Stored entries

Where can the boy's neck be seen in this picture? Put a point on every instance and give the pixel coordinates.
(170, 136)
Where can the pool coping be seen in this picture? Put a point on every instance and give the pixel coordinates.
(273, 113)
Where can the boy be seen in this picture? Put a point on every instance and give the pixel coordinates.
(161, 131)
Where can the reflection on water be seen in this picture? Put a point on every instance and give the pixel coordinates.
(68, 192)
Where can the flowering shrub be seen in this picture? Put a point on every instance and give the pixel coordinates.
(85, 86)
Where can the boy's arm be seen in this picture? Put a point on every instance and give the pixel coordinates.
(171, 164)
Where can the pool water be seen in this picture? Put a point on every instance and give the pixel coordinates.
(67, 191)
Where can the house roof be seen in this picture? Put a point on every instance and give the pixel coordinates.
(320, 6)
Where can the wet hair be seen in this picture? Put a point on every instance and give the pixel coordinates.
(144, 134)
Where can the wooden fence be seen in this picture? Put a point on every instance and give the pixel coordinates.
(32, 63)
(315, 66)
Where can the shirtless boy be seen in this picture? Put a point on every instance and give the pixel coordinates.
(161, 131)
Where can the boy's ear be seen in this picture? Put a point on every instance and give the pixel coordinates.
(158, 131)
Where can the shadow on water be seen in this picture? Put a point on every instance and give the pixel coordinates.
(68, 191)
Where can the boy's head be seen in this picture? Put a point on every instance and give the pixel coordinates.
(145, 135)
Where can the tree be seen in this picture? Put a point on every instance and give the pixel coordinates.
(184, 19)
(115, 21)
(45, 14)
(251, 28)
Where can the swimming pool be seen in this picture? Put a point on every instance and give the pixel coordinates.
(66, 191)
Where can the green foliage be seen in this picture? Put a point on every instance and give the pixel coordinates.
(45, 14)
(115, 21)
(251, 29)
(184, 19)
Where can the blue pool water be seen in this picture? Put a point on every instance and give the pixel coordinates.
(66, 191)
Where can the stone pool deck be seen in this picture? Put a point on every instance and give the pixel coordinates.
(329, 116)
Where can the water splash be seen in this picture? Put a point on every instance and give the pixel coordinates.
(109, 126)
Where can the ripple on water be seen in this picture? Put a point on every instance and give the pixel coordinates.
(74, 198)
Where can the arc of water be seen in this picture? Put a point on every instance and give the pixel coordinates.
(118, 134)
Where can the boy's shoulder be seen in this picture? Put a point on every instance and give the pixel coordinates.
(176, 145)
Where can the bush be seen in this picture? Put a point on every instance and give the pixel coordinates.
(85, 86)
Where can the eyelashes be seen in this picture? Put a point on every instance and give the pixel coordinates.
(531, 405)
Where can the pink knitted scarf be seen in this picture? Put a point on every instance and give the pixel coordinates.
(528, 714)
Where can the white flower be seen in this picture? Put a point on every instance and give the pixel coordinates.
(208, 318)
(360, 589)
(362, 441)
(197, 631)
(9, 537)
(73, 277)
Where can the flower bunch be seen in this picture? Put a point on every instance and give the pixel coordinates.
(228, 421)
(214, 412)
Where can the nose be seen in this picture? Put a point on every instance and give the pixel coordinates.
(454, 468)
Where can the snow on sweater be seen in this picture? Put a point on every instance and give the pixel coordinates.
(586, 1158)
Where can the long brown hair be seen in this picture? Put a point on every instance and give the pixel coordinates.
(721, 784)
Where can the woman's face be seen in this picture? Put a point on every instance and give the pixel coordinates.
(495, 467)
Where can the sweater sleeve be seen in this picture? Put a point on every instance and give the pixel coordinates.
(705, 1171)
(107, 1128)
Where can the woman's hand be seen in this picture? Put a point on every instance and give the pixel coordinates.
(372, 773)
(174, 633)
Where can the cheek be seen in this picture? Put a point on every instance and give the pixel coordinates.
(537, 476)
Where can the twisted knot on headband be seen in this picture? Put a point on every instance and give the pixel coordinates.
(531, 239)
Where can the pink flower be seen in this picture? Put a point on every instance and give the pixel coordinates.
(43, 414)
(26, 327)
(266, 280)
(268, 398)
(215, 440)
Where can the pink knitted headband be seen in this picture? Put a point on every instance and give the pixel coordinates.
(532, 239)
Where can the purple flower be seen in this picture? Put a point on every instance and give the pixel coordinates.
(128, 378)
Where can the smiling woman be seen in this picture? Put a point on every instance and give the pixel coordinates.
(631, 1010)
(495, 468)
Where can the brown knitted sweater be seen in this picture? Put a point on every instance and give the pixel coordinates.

# [PROBLEM REQUIREMENTS]
From the line containing "Where can the cheek" down to the last line, reproduce the records exactly. Include both ends.

# [TASK OUTPUT]
Where can the cheek be seen in this picture? Put a point on every instance and give the pixel coordinates.
(537, 476)
Where can the twisted knot on headband be seen in this picture? Put a point on every instance and give the pixel coordinates.
(531, 239)
Where can the pink flower be seen in this picture? Put a point on every instance and give the pixel coordinates.
(43, 414)
(26, 327)
(266, 280)
(268, 398)
(215, 440)
Where can the pink knitted headband be seen in this picture? Put a point on every instance and give the pixel coordinates.
(532, 239)
Where can the purple flower be seen in this picture? Put a point on every instance and give the pixel coordinates.
(128, 378)
Where can the smiling woman be seen in this picture? Put a point on every instance and give the pixel coordinates.
(631, 1010)
(495, 468)
Where can the brown knitted sweater be seen in this picture? Put a point on every instance and give the pixel coordinates.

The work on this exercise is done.